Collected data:
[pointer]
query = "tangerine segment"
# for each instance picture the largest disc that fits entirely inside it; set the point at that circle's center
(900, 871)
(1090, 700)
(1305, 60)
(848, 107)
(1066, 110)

WHAT THE EXERCISE ASKS.
Rewrite every line of the records, requests included. Scale each point coordinate in the answers by 1.2, and round the results to whole numbers with halves rounded up.

THE RESPONSE.
[pointer]
query = "tangerine segment"
# for each instance picture the largest disc that fits entirely inside it; set the point at that circle's center
(1080, 1045)
(1308, 840)
(1566, 72)
(1018, 128)
(1279, 132)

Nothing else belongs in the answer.